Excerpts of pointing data
-*-*-
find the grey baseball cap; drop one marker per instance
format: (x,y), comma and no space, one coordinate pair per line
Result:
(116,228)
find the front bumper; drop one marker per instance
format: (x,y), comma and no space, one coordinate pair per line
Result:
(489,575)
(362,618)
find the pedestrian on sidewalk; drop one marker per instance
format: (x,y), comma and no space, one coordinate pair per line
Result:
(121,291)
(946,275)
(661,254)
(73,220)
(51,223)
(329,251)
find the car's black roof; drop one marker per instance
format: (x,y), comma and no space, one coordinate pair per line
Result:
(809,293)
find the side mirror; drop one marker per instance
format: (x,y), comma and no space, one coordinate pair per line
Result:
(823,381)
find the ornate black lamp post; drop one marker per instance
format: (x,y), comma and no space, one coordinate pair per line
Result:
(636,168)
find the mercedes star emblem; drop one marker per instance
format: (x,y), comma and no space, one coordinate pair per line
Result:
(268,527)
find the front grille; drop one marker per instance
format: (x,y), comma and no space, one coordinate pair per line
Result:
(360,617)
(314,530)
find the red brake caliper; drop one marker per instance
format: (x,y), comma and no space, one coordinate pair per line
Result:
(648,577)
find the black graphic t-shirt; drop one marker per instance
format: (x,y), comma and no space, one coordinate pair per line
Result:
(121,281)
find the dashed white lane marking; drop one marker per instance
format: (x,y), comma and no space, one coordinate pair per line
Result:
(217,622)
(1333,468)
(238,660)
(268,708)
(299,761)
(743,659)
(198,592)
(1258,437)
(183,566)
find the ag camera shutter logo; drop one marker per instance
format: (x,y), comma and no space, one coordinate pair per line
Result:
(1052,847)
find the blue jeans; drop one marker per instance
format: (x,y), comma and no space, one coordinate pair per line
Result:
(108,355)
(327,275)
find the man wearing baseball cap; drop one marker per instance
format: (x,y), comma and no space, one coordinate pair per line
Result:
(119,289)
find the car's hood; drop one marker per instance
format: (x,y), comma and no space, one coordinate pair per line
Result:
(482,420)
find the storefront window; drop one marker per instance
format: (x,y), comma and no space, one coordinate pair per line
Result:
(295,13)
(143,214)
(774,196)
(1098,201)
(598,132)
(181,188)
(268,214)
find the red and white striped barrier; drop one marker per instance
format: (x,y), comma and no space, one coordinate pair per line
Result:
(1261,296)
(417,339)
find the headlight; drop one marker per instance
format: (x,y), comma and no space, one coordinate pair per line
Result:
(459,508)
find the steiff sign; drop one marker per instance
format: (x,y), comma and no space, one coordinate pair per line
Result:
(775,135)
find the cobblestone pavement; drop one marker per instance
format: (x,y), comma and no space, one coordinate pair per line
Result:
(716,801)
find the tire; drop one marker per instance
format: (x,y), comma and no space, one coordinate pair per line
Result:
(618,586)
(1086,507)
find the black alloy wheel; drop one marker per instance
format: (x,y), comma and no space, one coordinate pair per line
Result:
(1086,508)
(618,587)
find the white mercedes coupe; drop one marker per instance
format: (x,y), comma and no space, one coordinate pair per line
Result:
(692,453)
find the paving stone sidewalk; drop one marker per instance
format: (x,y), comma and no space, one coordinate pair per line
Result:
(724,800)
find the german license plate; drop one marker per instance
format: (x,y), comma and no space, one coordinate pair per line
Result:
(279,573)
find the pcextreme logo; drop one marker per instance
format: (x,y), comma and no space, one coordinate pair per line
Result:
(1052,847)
-*-*-
> **INSTRUCTIONS TO FOLLOW**:
Render every line of the material above as a numbered list, omitting blank lines.

> **OUTPUT FOR THIS TASK**:
1. find the grey baseball cap; drop one marker per instance
2. format: (x,y), comma and no space, one coordinate pair per line
3. Result:
4. (116,228)
5. find the front bumper; drop one marker per instance
6. format: (x,y), comma and no space, one coordinate pair per line
7. Result:
8. (489,575)
9. (362,618)
10. find the pedestrian on sidewalk; drop one marker per instance
11. format: (x,y), comma and no space, one coordinate pair per line
12. Result:
13. (121,291)
14. (946,275)
15. (661,254)
16. (73,220)
17. (51,223)
18. (329,251)
19. find the car's black roof; drop one marker per instance
20. format: (x,y), comma and no space, one coordinate pair per line
21. Result:
22. (809,293)
23. find the side mirror; drop one marker per instance
24. format: (x,y), comma and no space, one coordinate pair per line
25. Result:
26. (823,381)
27. find the ornate black lamp post; drop one marker per instance
28. format: (x,y), comma and no space, one coordinate pair per line
29. Result:
30. (636,168)
31. find the mercedes star emblem; drop one marker per instance
32. format: (x,y), comma and no space, one coordinate pair per line
33. Result:
34. (268,527)
35. find the front grille; drop one marker per instance
36. format: (x,y), comma and no space, one coordinate pair per line
37. Result:
38. (360,617)
39. (314,530)
40. find the red brake caliper; drop one marker per instance
41. format: (x,y), comma and no space, one coordinate pair per line
42. Result:
43. (648,577)
44. find the black graphic t-shirt; drop one marker per instance
45. format: (x,y), comma and no space, one coordinate pair per line
46. Result:
47. (121,281)
48. find the dashed white lane marking; drop one marker per instance
49. format: (x,y), comma and no space, one coordinate pair per line
50. Result:
51. (217,622)
52. (1333,468)
53. (238,660)
54. (268,708)
55. (299,761)
56. (743,659)
57. (198,592)
58. (1258,437)
59. (183,566)
60. find the ag camera shutter logo; drop one marker per instance
61. format: (x,y), comma and no space, one coordinate pair per line
62. Result:
63. (1052,847)
64. find the blue jeans; drop one marker per instance
65. format: (x,y), comma and no space, one coordinate pair per line
66. Result:
67. (108,355)
68. (327,275)
69. find the man wearing baseball cap; drop one marker per instance
70. format: (x,y), comma and no space, one coordinate pair per line
71. Result:
72. (119,289)
73. find the car's hood; drop one marker per instance
74. format: (x,y), comma and no space, one coordinate pair per line
75. Result:
76. (482,420)
77. find the storefront window; drop one marker per instance
78. format: (x,y), comma and no space, one coordinate pair per line
79. Result:
80. (295,13)
81. (143,214)
82. (774,196)
83. (1098,201)
84. (598,132)
85. (181,188)
86. (268,214)
87. find the red and white striped barrier; drop one marker per instance
88. format: (x,y), comma and no space, one coordinate pair per line
89. Result:
90. (1261,296)
91. (417,339)
92. find the headlight; drop one marker per instance
93. format: (x,y), comma and no space, one coordinate pair per line
94. Result:
95. (459,508)
96. find the steiff sign; drop one marker per instance
97. format: (x,y), comma and no space, one coordinate pair per line
98. Result:
99. (775,135)
100. find the cobblestone pavement; drop one marker per instance
101. format: (x,y), comma and no space, one coordinate pair per line
102. Result:
103. (716,801)
104. find the tire; drop one marker per instance
105. format: (x,y), comma and no space, one coordinate pair per line
106. Result:
107. (618,586)
108. (1086,507)
109. find the black alloy wheel; drop one marker per instance
110. format: (x,y), comma and no space, one coordinate pair per line
111. Result:
112. (1086,508)
113. (618,587)
114. find the white mercedes coupe; drop one marker per instance
115. format: (x,y), comma and no space, one coordinate pair per line
116. Result:
117. (692,453)
118. find the paving stone sidewalk; drop one marker per instance
119. format: (x,y), comma and no space, one coordinate pair per line
120. Result:
121. (724,800)
122. find the german license plate; drop one marker per instance
123. format: (x,y), comma and no space, one coordinate pair per line
124. Result:
125. (279,573)
126. find the pcextreme logo; drop one marker per instance
127. format: (x,y), comma and no space, one coordinate pair per line
128. Result:
129. (1052,847)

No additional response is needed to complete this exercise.